Témoignages de Gazaouis : La survie qui s’organise au jour le jour dans l’enfer de Gaza – partie 585 / 27.11 – Le 7 octobre : début de la guerre ou moment révélateur d’une guerre décidée bien avant ?

Brigitte Challande, 28 novembre 2025.– Un texte de réflexion envoyé par Abu Amir le 27/11, la guerre de Gaza, un complot antérieur au 7 octobre ?

« Depuis que le Moyen-Orient a été secoué par l’opération du 7 octobre, nommée par le mouvement Hamas « Déluge d’Al-Aqsa », l’image semble être celle d’un monde réveillé par un événement sans précédent ayant fait exploser la région. Pourtant, l’examen attentif de la chaîne d’événements qui ont précédé l’opération, et l’analyse des transformations politiques, économiques et régionales qui se forment silencieusement, révèlent que la scène n’est pas née de ce moment-là, que la guerre déclenchée après le 7 octobre n’était pas un événement soudain, mais le résultat d’une accumulation de causes et de prémices alignées depuis longtemps. Une analyse approfondie laisse même penser que la décision d’embraser la situation à Gaza et de remodeler la région de manière radicale avait été préparée avant le premier coup de feu du 7 octobre.

L’offensive israélienne de grande envergure contre Gaza, marquée par un niveau massif de destruction et de génocide, s’inscrit dans une série d’événements liés dont les fils nous mènent à Washington et à une nouvelle vision américaine du Moyen-Orient. Lorsque le président américain Joe Biden annonça, le 9 juillet 2023, en marge du G20 et en l’absence de la Chine, un « grand accord » comprenant un vaste corridor commercial reliant l’Inde, les Émirats arabes unis, l’Arabie saoudite, la Jordanie et Israël jusqu’à l’Europe, l’annonce ne relevait pas du simple projet économique. Elle ressemblait davantage au premier signe d’une grande bataille destinée à redessiner toute la région.

Ce corridor ne pouvait réussir sans mettre fin à l’état de conflit explosif au cœur du Moyen-Orient : le conflit israélo-palestinien. Il n’aurait pu voir le jour sans une normalisation complète entre l’Arabie saoudite et Israël, condition qui semblait impossible en l’absence d’un État palestinien indépendant, considéré par Riyad comme fondement de toute réconciliation ou normalisation.

Dès l’annonce du projet, il est devenu évident que Washington devait modifier entièrement les équations régionales. Le nouveau corridor n’était pas simplement une ligne commerciale ; il représentait une partie d’une bataille majeure entre les États-Unis et la Chine pour le contrôle des routes commerciales mondiales. C’était le concurrent le plus direct de l’initiative chinoise « la Ceinture et la Route », et une tentative pour replacer Washington au cœur de la région après des années de recul stratégique.

Mais un projet de cette ampleur ne peut se concrétiser dans une région saturée de factions armées, de missiles à courte portée, de drones, de frontières en flammes et d’une opinion publique en colère. Il est donc apparu que la transformation de la réalité sécuritaire et politique à Gaza, en Cisjordanie, en Israël et dans toute la région était devenue une condition préalable à toute démarche économique américaine majeure.

→ **ENTRÉES EXTRAITES**:
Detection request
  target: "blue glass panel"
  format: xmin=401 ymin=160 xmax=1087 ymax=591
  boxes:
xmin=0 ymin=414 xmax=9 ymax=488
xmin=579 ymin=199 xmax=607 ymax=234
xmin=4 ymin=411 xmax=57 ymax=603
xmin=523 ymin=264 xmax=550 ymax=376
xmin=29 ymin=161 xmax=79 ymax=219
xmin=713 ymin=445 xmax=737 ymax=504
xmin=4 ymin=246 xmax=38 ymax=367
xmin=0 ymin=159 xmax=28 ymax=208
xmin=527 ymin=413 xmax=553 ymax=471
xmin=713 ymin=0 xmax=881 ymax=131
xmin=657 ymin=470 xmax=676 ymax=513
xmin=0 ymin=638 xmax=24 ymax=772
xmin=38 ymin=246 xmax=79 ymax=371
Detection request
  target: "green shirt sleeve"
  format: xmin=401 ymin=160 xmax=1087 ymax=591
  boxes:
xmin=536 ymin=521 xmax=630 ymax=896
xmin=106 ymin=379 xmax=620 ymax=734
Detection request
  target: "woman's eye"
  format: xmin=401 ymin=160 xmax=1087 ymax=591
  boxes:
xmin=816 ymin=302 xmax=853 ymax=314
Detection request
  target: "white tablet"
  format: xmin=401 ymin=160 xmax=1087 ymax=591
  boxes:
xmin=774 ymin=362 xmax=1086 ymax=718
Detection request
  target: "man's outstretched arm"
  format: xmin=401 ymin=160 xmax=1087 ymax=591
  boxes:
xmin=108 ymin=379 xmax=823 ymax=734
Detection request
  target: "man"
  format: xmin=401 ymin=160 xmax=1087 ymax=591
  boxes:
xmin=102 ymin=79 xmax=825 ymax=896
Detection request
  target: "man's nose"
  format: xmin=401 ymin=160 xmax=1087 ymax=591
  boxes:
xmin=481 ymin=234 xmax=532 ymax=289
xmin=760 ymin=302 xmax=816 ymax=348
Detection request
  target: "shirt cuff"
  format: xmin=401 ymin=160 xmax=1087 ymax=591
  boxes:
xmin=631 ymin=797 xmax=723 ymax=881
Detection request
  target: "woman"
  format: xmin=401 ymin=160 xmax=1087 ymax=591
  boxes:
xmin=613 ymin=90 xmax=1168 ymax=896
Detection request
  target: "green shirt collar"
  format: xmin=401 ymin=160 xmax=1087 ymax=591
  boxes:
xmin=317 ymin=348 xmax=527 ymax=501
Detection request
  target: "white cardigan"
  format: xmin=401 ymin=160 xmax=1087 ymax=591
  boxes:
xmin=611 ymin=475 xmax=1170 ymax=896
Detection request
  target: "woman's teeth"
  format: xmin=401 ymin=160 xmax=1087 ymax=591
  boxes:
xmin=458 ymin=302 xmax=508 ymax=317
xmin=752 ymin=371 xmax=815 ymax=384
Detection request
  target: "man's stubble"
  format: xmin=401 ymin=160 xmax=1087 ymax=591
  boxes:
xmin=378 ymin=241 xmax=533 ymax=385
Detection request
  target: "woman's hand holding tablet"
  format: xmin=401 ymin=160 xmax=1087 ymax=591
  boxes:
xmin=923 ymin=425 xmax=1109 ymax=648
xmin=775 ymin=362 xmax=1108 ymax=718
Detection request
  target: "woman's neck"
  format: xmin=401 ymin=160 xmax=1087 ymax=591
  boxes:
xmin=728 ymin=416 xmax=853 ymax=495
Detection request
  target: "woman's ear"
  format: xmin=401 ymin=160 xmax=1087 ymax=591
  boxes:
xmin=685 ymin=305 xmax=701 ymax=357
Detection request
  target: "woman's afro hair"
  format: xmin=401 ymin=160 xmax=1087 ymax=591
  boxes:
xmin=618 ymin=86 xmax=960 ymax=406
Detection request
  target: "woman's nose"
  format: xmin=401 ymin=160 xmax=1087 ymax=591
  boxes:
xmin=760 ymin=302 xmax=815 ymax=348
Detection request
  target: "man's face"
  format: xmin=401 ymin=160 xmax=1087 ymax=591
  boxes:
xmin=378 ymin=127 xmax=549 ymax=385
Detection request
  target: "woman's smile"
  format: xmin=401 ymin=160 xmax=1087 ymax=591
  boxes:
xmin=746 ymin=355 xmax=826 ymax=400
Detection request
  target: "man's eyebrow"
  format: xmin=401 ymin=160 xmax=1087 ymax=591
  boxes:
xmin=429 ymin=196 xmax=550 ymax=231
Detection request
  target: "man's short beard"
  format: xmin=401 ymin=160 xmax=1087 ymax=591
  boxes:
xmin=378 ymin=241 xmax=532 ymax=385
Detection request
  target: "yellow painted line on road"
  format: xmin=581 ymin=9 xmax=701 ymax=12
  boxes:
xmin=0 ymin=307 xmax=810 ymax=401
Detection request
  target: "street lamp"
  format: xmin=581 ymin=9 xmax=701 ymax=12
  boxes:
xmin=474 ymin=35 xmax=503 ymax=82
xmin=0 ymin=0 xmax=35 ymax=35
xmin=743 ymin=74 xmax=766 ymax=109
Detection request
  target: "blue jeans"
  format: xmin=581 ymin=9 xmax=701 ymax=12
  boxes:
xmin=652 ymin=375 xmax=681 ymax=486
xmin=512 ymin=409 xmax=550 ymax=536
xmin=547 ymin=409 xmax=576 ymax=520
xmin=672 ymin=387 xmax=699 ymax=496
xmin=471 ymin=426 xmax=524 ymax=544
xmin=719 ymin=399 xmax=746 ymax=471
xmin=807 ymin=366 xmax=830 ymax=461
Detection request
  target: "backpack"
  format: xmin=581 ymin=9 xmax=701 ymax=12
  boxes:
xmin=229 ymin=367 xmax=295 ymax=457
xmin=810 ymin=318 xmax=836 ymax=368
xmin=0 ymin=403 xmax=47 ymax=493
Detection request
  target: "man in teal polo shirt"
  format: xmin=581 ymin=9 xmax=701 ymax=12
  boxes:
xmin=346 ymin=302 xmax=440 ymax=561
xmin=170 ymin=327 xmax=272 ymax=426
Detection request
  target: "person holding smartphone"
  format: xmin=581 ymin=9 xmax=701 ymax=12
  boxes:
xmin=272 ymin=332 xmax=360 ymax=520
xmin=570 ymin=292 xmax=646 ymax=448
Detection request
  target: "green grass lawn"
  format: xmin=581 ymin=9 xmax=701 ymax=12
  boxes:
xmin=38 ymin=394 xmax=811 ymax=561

→ **SÉRIE D'EXERCICES**:
A - Selon le texte sur la guerre de Gaza, de quelle initiative chinoise le nouveau corridor commercial était-il le concurrent le plus direct ?
B - Reprenez le texte sur la guerre de Gaza à la suite de sa dernière phrase.

→ **LES RÉPONSES**:
A - De l'initiative chinoise « la Ceinture et la Route ».

B -
Washington et le projet de réingénierie du Moyen-Orient

Il était clair pour les États-Unis que la réalisation de cette vision nécessitait une reconfiguration des forces politiques de la région, notamment face à la montée de l’extrême droite religieuse en Israël et au renforcement de l’influence des mouvements islamistes armés en Palestine. Par leur nature idéologique, ces forces ne pouvaient s’intégrer dans un projet économique, régional et international misant sur la stabilité et l’intégration. C’est alors que les tensions entre Washington et Israël ont commencé à apparaître.

Netanyahou ne fut pas reçu à la Maison-Blanche, et son gouvernement fut traité comme un fardeau pour le projet américain, plutôt qu’un partenaire. Parallèlement, une pression américaine indirecte s’exerçait sur Gaza, via la réduction de la subvention qatarie considérée comme la bouée de sauvetage financière du gouvernement du Hamas.

L’ambassadeur du Qatar à Washington confirma en novembre 2023 que la relation qataro-hamasienne se faisait « en coordination avec le gouvernement américain », un aveu clair que l’argent entrant dans Gaza ne circulait pas dans le vide, mais dans un cadre de dispositions régionales et internationales.

Washington savait parfaitement que l’étouffement financier de Gaza pousserait le Hamas vers un choix décisif :
– soit accepter un effondrement interne total, avec révolte populaire, crise économique et chute progressive ;
– soit mener une opération militaire majeure changeant les règles du jeu.

Selon les déclarations répétées du Hamas, le choix préféré était clair : l’attaque, non l’effondrement. Le discours de Yahya Sinwar en mai 2021, lorsqu’il déclara : « Nous brûlerons le vert et le sec si les problèmes de Gaza ne sont pas résolus », n’était qu’un indicateur de ce qui se préparait.

Les chapitres précédant la tempête : Gaza poussée vers l’explosion

En juillet 2023, seulement trois mois avant le 7 octobre, le sous-secrétaire au ministère des Finances du Hamas, Aouni al-Basha, fit une déclaration alarmante : le gouvernement traversait « une crise financière étouffante », le solde du ministère dans les banques était « zéro », la subvention qatarie avait cessé, et le gouvernement empruntait aux banques. Cette annonce sonnait comme une dernière alerte : un gouvernement armé dépendant d’un financement extérieur ne peut survivre en situation de crise totale.

Parallèlement, les cadres de premier et de second rang du Hamas quittaient Gaza avec leurs familles dans ce qui ressemblait à une opération d’évacuation préméditée, comme si tout le monde savait que l’heure zéro approchait et qu’un événement extraordinaire était imminent.

Dans cette atmosphère, tous les indicateurs pointaient vers une seule chose : Gaza était poussée vers une explosion majeure, soit dans le silence de la communauté internationale, soit avec la complicité de certains acteurs régionaux, soit dans le cadre d’une vision dépassant Gaza elle-même.

Qui a déclenché la guerre ?… Et qui a planifié son expansion ?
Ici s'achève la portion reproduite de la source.